REQUIRED WORK :: Give, as a numbered list, the lines of the data from the line with "Mark every instance of the mic stand" through the end, leaving out any blank lines.

Location identification data ::
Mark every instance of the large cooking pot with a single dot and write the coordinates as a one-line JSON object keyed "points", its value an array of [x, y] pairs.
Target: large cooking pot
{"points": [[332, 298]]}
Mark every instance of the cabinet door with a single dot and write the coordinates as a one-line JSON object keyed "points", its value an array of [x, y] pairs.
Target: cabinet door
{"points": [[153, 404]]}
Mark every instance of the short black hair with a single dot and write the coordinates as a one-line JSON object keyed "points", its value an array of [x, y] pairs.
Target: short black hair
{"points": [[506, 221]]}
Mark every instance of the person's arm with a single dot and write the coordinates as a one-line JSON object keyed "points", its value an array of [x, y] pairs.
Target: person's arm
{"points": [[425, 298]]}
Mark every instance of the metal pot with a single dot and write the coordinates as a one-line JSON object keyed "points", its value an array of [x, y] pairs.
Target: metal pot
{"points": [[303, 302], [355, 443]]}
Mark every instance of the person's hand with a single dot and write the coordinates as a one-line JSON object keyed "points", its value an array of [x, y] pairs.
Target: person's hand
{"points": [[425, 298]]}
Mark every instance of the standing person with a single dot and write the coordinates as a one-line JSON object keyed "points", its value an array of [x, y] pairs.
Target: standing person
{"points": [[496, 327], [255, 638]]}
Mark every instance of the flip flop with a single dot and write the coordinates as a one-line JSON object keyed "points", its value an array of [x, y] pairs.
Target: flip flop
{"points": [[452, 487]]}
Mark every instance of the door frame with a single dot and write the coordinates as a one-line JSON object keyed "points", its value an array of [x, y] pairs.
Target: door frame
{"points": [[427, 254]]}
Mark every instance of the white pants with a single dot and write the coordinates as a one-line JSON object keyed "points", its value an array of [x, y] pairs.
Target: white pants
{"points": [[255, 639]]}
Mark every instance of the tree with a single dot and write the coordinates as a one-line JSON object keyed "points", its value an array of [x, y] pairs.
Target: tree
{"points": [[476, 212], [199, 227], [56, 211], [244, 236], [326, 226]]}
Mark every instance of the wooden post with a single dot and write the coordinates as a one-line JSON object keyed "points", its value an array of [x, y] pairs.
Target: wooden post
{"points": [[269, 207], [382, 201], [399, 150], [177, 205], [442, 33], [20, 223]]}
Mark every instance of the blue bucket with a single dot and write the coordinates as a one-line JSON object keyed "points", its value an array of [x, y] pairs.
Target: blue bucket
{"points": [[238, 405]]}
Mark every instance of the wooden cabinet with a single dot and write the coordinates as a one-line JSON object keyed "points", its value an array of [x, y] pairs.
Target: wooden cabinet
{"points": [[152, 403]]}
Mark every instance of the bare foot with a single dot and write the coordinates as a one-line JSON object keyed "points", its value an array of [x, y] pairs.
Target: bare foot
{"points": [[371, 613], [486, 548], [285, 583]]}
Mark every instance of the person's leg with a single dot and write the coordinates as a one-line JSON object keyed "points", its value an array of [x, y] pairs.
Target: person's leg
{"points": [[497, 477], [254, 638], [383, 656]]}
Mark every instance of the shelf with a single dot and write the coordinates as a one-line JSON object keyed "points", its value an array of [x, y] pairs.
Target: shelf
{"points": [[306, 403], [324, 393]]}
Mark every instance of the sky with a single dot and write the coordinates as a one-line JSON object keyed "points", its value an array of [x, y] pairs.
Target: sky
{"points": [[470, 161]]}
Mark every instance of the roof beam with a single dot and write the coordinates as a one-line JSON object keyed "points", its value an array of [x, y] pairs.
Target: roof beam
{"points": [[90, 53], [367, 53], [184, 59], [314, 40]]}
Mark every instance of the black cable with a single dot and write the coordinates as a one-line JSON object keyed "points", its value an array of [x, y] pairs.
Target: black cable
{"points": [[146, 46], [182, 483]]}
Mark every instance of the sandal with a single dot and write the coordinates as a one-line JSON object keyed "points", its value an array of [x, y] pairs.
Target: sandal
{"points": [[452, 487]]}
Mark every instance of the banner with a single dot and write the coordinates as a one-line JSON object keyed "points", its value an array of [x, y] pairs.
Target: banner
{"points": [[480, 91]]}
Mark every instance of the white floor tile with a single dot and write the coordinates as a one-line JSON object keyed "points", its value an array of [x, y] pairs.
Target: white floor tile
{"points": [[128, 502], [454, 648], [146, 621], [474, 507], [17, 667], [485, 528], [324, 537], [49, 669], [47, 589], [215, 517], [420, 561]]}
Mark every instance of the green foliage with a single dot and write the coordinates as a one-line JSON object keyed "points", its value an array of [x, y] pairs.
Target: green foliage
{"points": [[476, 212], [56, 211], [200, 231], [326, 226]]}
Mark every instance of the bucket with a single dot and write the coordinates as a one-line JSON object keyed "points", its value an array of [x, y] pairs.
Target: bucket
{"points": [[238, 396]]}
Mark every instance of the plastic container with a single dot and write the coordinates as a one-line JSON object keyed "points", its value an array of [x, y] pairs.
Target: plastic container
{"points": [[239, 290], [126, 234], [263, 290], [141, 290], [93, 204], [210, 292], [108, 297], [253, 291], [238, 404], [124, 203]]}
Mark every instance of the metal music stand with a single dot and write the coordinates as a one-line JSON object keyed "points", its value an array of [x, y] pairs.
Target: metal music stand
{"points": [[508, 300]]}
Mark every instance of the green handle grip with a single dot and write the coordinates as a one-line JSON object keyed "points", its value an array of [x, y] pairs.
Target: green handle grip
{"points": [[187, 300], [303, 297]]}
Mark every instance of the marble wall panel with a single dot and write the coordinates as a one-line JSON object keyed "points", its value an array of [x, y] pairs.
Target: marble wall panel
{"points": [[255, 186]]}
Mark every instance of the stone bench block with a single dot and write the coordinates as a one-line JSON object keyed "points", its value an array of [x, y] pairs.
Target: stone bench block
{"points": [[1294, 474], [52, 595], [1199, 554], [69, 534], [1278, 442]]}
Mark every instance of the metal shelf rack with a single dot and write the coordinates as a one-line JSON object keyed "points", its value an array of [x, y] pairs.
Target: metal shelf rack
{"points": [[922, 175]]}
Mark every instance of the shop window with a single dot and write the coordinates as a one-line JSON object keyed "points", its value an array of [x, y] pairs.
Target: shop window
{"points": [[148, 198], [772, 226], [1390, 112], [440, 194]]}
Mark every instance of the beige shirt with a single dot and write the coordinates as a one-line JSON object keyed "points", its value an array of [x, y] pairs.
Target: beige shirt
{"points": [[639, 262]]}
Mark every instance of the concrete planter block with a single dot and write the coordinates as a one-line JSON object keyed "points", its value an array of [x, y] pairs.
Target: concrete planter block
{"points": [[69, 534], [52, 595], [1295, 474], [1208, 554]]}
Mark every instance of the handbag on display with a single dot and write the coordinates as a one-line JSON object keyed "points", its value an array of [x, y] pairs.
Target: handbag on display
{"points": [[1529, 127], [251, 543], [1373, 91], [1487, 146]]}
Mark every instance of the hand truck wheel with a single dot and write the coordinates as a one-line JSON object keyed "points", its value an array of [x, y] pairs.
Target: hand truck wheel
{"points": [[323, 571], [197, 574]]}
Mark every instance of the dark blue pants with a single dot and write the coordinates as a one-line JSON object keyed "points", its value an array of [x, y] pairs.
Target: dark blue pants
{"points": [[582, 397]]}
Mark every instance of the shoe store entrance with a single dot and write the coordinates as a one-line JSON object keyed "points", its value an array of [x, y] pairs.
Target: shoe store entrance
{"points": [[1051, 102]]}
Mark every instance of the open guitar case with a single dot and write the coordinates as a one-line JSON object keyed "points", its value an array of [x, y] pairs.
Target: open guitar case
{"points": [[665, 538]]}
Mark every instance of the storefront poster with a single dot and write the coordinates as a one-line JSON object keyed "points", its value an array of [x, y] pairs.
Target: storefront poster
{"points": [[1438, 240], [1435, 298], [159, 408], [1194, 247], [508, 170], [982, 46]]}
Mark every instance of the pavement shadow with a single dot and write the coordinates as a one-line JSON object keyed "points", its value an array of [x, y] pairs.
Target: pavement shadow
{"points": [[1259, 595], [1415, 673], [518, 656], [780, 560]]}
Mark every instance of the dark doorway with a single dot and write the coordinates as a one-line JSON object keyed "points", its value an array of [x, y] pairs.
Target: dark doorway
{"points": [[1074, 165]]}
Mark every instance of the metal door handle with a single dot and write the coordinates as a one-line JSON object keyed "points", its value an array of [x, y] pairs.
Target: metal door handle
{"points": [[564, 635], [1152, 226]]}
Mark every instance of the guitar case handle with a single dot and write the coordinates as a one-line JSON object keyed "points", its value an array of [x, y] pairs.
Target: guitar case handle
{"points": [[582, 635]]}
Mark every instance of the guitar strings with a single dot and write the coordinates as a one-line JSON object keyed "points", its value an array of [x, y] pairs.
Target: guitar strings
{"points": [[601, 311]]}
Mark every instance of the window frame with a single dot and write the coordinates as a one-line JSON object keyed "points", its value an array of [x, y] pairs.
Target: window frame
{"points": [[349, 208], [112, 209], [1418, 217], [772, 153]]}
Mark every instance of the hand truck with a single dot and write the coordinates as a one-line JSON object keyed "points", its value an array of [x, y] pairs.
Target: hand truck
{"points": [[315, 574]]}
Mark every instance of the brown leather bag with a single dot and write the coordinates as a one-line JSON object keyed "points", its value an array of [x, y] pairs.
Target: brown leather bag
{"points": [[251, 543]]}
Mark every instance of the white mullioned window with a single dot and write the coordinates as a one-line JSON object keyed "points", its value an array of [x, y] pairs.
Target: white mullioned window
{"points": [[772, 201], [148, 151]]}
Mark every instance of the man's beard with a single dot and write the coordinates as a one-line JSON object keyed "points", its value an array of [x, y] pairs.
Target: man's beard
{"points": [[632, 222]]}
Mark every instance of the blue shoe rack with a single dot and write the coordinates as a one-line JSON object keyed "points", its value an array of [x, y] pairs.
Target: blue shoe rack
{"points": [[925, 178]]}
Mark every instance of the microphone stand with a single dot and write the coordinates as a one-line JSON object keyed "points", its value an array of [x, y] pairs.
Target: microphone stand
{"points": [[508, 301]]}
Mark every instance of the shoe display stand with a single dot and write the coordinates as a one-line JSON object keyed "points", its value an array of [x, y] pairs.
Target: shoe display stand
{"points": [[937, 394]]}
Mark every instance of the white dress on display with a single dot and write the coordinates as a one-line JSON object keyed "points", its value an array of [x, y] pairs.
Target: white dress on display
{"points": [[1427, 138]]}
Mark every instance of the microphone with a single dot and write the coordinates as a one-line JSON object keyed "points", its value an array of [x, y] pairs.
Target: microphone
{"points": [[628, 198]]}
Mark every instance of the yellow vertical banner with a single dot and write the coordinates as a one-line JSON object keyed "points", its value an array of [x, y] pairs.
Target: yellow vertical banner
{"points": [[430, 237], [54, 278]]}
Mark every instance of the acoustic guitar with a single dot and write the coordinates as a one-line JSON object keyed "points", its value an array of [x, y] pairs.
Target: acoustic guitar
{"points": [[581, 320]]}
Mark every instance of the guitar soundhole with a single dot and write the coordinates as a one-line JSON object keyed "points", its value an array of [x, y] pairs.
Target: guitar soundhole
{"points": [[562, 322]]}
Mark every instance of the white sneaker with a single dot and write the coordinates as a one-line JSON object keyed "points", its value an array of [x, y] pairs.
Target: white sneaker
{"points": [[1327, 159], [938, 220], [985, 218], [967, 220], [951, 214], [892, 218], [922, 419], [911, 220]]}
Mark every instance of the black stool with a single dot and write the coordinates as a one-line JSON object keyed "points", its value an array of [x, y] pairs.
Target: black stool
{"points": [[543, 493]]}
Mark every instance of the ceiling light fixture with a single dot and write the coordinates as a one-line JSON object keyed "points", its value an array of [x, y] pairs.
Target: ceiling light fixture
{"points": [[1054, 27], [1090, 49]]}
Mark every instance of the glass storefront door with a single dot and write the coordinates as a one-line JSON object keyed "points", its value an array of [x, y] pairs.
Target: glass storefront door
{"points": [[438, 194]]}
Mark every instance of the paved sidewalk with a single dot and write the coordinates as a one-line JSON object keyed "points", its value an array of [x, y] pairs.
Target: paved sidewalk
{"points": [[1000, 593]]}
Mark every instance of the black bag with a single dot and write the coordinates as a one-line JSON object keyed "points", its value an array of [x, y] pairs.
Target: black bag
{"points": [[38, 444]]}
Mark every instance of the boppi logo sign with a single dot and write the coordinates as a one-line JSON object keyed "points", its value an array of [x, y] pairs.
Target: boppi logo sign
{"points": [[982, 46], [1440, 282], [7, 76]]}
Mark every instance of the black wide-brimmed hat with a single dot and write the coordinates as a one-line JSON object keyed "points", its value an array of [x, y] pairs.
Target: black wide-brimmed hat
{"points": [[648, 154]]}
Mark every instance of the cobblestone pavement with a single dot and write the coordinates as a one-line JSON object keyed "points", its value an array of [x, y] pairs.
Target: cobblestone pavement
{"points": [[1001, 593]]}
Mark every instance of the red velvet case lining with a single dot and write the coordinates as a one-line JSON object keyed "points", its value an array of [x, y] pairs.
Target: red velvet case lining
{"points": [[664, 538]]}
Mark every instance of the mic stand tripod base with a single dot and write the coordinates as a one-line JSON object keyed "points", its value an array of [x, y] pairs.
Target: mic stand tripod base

EXERCISE OUTPUT ::
1. Mark every instance of the mic stand tripod base with a single dot and write the coordinates as a one-line JSON object keyed "points", its value an array of [x, y] pairs.
2. Target: mic stand tripod base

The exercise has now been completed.